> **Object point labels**
_ _ _ _ _ _ _
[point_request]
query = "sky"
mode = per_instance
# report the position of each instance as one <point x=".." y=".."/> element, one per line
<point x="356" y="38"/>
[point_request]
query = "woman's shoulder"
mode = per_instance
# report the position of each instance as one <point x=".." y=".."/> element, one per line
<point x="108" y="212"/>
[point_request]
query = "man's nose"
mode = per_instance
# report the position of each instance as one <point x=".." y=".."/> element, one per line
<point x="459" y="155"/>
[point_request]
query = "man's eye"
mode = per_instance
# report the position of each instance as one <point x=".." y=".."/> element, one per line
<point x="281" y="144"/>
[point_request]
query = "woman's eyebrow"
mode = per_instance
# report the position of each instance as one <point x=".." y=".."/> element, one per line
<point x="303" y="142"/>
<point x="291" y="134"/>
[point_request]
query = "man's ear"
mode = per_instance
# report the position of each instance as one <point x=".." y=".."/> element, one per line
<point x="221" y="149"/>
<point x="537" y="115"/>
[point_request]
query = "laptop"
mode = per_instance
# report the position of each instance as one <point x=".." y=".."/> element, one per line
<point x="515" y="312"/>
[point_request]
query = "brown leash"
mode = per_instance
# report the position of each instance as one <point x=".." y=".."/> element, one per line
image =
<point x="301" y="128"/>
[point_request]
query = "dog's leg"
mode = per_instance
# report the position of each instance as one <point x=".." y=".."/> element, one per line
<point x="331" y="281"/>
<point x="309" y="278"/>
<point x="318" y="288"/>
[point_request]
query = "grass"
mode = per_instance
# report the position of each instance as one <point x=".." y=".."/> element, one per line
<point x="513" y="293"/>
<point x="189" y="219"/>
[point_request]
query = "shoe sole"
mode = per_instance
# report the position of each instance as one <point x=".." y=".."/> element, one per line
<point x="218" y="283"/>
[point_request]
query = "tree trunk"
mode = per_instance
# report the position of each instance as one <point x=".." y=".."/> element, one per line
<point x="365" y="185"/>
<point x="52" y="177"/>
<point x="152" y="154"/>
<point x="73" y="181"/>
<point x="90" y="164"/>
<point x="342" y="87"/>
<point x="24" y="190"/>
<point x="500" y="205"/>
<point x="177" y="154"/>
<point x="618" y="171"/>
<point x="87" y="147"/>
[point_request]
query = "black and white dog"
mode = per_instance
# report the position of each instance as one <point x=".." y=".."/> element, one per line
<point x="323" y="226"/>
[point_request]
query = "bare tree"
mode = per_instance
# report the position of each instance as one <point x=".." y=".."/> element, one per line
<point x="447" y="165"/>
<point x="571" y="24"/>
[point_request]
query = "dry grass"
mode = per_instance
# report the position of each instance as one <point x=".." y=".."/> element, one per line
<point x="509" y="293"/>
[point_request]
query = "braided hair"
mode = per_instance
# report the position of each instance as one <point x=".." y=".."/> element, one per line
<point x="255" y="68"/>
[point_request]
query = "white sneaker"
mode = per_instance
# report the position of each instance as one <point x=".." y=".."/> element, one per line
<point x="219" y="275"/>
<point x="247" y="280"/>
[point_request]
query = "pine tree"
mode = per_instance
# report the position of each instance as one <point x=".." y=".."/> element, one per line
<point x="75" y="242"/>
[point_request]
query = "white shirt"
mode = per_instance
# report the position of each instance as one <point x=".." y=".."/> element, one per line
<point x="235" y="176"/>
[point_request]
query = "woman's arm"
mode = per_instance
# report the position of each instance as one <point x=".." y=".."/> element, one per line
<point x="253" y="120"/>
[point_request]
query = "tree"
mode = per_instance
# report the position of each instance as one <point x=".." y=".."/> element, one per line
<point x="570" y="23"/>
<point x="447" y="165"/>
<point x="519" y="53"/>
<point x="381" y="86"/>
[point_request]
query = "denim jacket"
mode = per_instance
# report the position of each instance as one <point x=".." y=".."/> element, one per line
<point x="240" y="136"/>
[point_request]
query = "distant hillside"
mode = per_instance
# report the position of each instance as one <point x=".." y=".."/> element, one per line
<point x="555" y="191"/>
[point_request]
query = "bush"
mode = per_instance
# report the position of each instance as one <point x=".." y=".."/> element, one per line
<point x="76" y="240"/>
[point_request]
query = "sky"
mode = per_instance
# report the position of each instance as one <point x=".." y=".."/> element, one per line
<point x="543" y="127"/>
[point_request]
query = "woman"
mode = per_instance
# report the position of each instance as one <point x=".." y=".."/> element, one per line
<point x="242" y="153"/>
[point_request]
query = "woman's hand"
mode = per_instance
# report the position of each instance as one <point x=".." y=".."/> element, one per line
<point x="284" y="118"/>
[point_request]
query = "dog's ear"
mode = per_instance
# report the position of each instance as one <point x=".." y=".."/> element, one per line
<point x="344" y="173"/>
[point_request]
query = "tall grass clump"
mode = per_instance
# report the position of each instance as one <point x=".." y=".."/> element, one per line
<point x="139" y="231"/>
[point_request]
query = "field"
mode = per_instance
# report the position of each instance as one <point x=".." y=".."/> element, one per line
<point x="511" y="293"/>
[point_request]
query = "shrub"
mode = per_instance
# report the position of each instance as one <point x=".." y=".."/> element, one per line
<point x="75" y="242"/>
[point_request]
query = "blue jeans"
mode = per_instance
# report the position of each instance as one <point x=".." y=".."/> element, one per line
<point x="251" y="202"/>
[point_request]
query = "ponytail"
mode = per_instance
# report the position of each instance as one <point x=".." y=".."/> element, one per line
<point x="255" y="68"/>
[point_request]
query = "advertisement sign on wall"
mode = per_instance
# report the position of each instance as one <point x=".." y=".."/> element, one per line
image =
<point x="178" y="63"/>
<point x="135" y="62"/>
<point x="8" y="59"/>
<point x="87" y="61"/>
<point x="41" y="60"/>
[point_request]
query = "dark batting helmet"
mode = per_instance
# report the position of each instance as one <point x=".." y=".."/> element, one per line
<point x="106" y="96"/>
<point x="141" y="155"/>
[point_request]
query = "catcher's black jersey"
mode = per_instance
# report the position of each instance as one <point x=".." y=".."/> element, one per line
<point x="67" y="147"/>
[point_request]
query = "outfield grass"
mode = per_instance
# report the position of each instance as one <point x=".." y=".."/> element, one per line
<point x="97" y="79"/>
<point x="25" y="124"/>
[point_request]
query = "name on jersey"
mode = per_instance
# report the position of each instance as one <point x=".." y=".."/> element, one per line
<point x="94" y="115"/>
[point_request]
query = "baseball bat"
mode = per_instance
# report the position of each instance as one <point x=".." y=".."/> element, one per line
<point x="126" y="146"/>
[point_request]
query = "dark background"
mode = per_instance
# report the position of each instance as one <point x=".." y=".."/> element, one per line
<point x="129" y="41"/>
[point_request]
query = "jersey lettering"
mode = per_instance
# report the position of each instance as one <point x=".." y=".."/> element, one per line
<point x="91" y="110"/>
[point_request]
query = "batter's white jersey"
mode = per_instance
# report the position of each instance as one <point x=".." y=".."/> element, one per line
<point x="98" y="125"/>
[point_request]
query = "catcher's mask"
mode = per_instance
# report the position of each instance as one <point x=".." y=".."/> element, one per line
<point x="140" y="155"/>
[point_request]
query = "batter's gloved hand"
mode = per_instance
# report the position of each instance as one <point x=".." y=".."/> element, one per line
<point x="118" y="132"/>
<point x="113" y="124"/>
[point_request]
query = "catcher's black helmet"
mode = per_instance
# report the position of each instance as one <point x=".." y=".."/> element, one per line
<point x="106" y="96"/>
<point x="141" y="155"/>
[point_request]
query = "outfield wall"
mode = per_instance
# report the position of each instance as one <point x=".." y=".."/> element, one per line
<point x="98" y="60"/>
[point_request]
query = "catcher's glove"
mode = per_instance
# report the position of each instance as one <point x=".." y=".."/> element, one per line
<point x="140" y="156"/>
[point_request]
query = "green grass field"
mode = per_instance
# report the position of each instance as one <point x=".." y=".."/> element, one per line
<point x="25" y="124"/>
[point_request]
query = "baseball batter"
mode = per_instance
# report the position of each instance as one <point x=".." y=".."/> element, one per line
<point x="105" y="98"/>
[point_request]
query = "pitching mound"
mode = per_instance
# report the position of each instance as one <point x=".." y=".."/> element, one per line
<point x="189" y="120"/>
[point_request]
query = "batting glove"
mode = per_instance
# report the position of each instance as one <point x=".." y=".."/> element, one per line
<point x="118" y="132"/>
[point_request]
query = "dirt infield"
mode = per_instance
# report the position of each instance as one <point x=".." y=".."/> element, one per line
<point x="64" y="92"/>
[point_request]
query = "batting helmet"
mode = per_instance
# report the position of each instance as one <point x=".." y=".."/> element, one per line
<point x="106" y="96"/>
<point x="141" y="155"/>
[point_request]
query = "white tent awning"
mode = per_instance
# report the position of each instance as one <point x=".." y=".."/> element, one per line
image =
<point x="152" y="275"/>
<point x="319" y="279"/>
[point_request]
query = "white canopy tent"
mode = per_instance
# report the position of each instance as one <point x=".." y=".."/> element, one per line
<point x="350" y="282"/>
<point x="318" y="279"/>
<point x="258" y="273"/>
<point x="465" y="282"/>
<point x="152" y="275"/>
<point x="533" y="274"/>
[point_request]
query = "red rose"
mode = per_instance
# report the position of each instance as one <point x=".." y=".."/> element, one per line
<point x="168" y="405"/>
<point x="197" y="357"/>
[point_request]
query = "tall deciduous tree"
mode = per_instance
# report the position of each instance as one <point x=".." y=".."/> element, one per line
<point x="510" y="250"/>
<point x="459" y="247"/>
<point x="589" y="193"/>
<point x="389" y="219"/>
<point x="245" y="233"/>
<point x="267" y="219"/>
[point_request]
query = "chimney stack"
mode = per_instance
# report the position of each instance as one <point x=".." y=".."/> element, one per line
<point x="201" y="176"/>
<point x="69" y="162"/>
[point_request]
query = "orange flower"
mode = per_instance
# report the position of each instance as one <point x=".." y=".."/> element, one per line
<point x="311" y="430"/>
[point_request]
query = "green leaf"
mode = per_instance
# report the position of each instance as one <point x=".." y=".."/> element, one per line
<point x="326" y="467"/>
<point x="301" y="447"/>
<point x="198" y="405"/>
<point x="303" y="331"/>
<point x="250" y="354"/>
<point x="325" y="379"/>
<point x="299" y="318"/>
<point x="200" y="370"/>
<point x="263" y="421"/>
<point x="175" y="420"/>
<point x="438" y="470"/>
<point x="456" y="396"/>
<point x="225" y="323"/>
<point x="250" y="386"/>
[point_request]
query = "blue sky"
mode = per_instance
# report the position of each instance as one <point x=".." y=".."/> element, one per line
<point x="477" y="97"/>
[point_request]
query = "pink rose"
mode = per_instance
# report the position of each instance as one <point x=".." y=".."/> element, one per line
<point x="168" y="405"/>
_ _ _ _ _ _ _
> **Written problem**
Return every line of the records that contains the string "outfield", copied without any change.

> **Exercise response**
query = "outfield grass"
query = "outfield wall"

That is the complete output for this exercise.